**Exercises**
a: In the article on Medicare capital costs for new hospitals below, why was the cost-based reimbursement method for new hospitals put in place? Answer in one to three sentences.
b: According to the article on Medicare capital costs for new hospitals below, how many new hospitals did OIG examine?
c: Return the part of the article on Medicare capital costs for new hospitals below that starts at "CMS responded in" and goes up to and including "Administrator Chiquita Brooks-LaSure.", copied word for word.

[Page excerpt Boundary: Start]

OIG report suggests Medicare pays too much to cover capital costs for new hospitals
The HHS Office of Inspector General says the stated justification for using a cost-based methodology to cover new hospitals’ capital expenditures is not borne out by the data.
A new federal report suggests CMS pays excessively to cover capital costs during the first two years of a hospital’s existence.
Based on CMS’s written response, the findings may lead to changes in the approach to covering Medicare-attributed capital expenditures incurred by new hospitals.
Regulations call for capital costs, as calculated on Medicare cost reports, to be covered on a cost-reimbursement basis for the first two years after a hospital’s launch. Thereafter, payment is based on the methodology established by the Inpatient Prospective Payment System (IPPS).
The Office of Inspector General (OIG) at the U.S. Department of Health and Human Services examined Medicare payments issued to cover capital costs at 112 new hospitals between 2012 and 2018. OIG found that payments were $283 million higher than they would have been had the IPPS methodology been used.
Per hospital, the additional payment amounted to about $1.2 million per Medicare cost report, or three times more than would have been paid under the IPPS. But OIG found significant variability among hospitals, ranging from a reduction of $98,500 for one hospital under the cost-based methodology to an increase of more than $8.1 million for another. The median difference was a net gain of just more than $750,000.
Is a higher payment needed?
The cost-based reimbursement methodology for new hospitals was implemented to account for low Medicare volumes and high startup costs. In a subset of 35 hospitals, OIG found that average Medicare-related capital costs were only 3% higher during the first two years compared with the third and fourth years and that relevant costs actually were lower for 21 of the 35 hospitals.
The issue of low Medicare volume seems more pertinent, with OIG reporting that average Medicare utilization was 15% lower among the 35 hospitals in their first two years compared with the next two.
Regarding the need to counterbalance potentially lower capital reserves among new hospitals, OIG noted that 59% of the 112 hospitals were part of health systems that might have provided reserve capital to the new facilities as needed.
“The results of our comparison thus suggest that CMS’s rationale for continuing the IPPS exemption is not sufficient to justify the difference in payments,” OIG stated.
Possible policy adjustments
OIG said CMS should consider issuing regulations that would establish the IPPS as the mechanism for determining reimbursement for a new hospital’s capital costs. Payment adjustments or supplemental payments could be made as needed.
“Such payments would not be based solely on cost and would still allow CMS to realize significant cost savings,” OIG stated. “By using the IPPS for new hospitals in lieu of cost reimbursement, CMS could create incentives for hospitals to operate more efficiently.”
CMS responded in writing to the report and affirmed that it will consider whether to make adjustments to the methodology.
“CMS will further review the OIG’s findings and determine whether any modifications to the capital payment methodology for new hospitals should be proposed in future notice-and-comment rulemaking,” the agency stated in a letter signed by Administrator Chiquita Brooks-LaSure.

[Page excerpt Boundary: End]
[Data supplied Boundary: Start]

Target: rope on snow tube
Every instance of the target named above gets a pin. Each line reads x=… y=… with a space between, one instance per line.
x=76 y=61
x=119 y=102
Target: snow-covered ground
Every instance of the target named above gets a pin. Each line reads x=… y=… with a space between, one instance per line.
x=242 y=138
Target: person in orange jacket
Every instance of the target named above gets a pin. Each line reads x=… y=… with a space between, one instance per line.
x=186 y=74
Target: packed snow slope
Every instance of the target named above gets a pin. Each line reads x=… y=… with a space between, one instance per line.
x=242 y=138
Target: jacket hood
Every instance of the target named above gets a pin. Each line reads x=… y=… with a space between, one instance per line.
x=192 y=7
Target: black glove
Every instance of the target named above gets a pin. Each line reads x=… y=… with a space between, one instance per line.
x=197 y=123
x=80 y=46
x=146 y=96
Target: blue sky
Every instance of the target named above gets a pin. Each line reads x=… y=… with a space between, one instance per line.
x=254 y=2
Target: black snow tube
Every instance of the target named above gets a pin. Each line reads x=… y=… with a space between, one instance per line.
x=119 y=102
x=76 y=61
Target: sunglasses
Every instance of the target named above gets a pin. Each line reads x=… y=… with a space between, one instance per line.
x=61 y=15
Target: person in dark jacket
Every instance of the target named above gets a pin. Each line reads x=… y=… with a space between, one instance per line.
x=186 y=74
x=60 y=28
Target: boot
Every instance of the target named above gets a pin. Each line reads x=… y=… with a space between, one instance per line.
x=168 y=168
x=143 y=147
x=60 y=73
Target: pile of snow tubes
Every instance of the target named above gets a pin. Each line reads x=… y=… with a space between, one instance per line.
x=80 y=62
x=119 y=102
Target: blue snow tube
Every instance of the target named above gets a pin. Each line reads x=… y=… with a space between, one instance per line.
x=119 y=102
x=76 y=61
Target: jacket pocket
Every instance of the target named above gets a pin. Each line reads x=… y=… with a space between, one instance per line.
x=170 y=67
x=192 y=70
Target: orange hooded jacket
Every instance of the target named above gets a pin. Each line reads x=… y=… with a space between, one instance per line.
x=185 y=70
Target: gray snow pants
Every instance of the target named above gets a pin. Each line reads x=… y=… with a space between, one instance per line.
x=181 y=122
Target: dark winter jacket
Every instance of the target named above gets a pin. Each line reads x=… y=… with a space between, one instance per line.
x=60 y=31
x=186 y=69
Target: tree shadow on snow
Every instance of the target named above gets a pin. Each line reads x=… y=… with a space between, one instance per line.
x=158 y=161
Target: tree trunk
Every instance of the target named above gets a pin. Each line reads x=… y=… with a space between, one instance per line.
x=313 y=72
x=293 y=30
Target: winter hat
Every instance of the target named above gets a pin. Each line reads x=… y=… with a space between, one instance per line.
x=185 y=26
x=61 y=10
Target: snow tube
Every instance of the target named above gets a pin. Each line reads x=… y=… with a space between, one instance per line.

[Data supplied Boundary: End]

**Answers in order**
a: The cost-based reimbursement method for new hospitals was put in place to account for low Medicare volumes and high startup costs.

b: OIG examined 112 new hospitals.

c:
CMS responded in writing to the report and affirmed that it will consider whether to make adjustments to the methodology.
“CMS will further review the OIG’s findings and determine whether any modifications to the capital payment methodology for new hospitals should be proposed in future notice-and-comment rulemaking,” the agency stated in a letter signed by Administrator Chiquita Brooks-LaSure.